[Entries from a dataset]

************

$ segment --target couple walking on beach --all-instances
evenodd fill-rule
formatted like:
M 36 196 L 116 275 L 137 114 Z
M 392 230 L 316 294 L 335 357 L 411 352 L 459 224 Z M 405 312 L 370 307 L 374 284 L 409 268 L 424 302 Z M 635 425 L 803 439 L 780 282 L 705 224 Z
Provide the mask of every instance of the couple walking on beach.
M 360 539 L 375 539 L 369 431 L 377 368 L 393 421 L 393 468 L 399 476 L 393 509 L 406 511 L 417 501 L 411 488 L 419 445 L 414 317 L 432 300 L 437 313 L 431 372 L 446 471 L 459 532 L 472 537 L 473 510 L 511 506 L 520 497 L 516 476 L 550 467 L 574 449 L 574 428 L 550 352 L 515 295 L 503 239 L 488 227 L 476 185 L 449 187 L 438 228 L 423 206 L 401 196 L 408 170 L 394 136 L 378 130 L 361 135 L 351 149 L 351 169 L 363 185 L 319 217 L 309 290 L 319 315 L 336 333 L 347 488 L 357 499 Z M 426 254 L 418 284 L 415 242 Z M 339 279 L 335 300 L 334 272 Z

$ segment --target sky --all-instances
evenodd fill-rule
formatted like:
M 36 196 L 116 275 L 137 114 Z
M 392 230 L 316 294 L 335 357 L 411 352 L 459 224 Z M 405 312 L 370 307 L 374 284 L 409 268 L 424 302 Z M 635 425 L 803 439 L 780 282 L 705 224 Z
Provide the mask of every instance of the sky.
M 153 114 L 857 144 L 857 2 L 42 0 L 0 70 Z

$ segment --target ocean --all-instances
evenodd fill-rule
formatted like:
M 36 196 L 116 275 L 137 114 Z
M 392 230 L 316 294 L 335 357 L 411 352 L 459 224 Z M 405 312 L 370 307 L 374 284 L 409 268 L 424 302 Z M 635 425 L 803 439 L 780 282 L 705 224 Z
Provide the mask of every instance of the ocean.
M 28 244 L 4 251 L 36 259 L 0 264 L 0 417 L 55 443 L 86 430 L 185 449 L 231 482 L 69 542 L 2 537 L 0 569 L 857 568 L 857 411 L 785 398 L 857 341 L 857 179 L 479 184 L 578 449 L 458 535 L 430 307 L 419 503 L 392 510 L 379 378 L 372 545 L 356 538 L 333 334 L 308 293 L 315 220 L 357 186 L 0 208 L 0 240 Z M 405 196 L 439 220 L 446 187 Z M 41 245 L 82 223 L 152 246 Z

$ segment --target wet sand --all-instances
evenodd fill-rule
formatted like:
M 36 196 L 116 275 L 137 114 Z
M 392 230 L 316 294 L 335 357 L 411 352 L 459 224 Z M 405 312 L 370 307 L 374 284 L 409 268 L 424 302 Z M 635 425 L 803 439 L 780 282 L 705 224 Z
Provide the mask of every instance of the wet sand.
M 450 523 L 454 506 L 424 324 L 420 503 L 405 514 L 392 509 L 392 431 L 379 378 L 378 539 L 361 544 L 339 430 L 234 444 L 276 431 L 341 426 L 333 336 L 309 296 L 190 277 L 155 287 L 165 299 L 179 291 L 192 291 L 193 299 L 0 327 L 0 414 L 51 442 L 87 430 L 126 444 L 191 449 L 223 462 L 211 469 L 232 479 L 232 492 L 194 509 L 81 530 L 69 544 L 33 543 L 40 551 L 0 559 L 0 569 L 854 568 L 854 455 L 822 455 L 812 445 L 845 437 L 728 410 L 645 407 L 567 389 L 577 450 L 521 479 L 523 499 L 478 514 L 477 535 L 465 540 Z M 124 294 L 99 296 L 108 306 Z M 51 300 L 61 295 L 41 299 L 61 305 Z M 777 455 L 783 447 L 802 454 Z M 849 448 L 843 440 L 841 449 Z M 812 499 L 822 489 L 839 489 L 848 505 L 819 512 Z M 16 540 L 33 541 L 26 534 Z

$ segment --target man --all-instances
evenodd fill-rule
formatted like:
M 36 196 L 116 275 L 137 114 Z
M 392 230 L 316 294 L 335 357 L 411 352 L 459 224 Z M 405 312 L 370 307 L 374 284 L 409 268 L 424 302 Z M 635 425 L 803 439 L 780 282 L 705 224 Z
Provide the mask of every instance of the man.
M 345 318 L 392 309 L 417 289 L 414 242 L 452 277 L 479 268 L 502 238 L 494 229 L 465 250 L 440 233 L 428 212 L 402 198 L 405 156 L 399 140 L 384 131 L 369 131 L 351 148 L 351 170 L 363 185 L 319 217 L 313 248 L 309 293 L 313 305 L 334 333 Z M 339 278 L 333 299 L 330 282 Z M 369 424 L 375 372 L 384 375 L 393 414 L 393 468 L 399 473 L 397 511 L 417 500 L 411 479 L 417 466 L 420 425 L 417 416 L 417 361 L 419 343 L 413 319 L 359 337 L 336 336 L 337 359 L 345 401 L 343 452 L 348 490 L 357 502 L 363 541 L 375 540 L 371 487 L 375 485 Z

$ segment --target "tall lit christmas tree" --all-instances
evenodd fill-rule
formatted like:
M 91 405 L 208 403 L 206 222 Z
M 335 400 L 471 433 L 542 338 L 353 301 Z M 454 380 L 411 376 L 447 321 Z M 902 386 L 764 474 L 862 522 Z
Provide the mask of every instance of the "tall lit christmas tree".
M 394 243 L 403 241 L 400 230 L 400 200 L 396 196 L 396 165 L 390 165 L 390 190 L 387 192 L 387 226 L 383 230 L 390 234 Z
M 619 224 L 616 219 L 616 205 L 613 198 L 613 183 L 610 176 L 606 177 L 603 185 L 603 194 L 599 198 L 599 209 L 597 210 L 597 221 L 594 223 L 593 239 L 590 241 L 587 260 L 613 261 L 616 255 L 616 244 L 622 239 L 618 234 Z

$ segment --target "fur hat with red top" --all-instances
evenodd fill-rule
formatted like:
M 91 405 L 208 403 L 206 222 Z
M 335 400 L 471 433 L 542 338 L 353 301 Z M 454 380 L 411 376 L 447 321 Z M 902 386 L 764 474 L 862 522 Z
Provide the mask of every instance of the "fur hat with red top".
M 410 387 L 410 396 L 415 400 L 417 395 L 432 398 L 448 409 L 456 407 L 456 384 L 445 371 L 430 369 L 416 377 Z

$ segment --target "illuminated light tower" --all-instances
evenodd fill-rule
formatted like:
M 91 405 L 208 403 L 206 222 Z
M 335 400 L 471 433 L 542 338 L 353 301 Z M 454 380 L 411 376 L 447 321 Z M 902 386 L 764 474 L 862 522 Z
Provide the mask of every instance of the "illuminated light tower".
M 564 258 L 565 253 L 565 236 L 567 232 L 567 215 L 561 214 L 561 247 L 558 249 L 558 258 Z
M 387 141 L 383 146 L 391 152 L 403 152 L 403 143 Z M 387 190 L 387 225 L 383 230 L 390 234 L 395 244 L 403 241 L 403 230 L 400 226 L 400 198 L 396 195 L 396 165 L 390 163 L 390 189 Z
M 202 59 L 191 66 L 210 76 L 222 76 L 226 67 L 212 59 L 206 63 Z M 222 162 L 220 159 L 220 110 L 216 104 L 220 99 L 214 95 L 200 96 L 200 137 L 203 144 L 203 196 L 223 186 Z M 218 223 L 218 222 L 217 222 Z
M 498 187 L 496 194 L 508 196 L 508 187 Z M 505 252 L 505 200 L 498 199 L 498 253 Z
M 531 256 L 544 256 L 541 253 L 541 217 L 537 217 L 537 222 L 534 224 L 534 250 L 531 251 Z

************

AIM OF THE EXERCISE ::
Scale the entries from the line with "wet sand --all-instances" up to and including the line with "M 345 318 L", writing out only those lines again, requests included. Multiply every coordinate in the answers by 1.9 and round each to a whole number with halves going up, leaving the requests and their format samples unchanged.

FINISHED TASK ::
$ segment --target wet sand --all-instances
evenodd fill-rule
formatted like:
M 36 196 L 116 275 L 137 114 Z
M 392 230 L 316 294 L 335 357 L 411 352 L 459 224 Z M 405 312 L 370 307 L 374 284 L 409 268 L 424 302 Z M 635 425 L 803 439 L 780 282 L 705 224 Z
Provide the mask of every instance of the wet sand.
M 855 994 L 863 961 L 806 616 L 798 956 L 770 977 L 745 967 L 745 819 L 720 718 L 718 1024 L 686 1034 L 644 817 L 445 844 L 524 819 L 648 809 L 633 638 L 587 562 L 361 526 L 295 545 L 314 568 L 340 553 L 365 553 L 367 568 L 0 621 L 0 787 L 97 840 L 165 817 L 239 844 L 363 853 L 424 878 L 401 891 L 441 910 L 441 935 L 369 967 L 154 1007 L 131 1034 L 63 1032 L 76 1047 L 0 1062 L 0 1081 L 1623 1079 L 1623 865 L 1562 865 L 1543 846 L 1606 830 L 1383 779 L 1226 773 L 1077 739 L 1096 855 L 990 910 L 994 948 L 908 977 L 906 1017 L 884 1026 Z M 236 559 L 188 562 L 205 581 Z M 97 570 L 116 561 L 78 568 L 116 580 Z M 1476 865 L 1488 849 L 1524 863 Z M 1613 851 L 1602 836 L 1598 853 Z M 1543 948 L 1562 929 L 1594 929 L 1611 960 L 1556 973 Z M 30 1026 L 63 1028 L 49 1015 Z

$ segment --target man --all-instances
evenodd fill-rule
formatted like:
M 36 196 L 116 275 L 137 114 Z
M 392 230 L 316 294 L 335 357 L 411 352 L 459 224 Z M 405 312 L 370 307 L 374 284 L 409 268 L 424 302 Z M 635 425 L 803 439 L 780 282 L 705 224 Z
Provide the mask of every instance of the man.
M 656 604 L 745 587 L 792 549 L 787 460 L 859 526 L 910 509 L 954 452 L 939 435 L 884 475 L 836 443 L 813 403 L 764 376 L 770 296 L 758 266 L 730 249 L 701 249 L 667 281 L 667 323 L 690 352 L 606 412 L 595 471 L 587 557 L 595 580 L 635 633 Z M 644 528 L 633 568 L 627 536 Z M 701 806 L 713 707 L 730 713 L 747 787 L 747 889 L 758 899 L 754 971 L 792 950 L 781 910 L 792 885 L 798 808 L 792 790 L 792 686 L 796 652 L 785 606 L 682 640 L 638 638 L 640 682 L 656 762 L 652 859 L 661 931 L 678 954 L 690 1028 L 713 1026 L 705 925 L 713 922 Z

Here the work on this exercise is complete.